== TO BE DONE ==
Pull out each line of the listing below that contains the word "flower", and copy those lines in their original order.

== INPUT DATA ==
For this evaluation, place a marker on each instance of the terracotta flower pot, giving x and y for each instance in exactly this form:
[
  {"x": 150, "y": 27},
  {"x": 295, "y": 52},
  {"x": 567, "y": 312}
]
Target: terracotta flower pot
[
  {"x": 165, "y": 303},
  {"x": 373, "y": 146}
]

== SOLVED EXERCISE ==
For this evaluation, place a marker on each instance of the terracotta flower pot, giving x and y for each instance in exactly this form:
Target: terracotta flower pot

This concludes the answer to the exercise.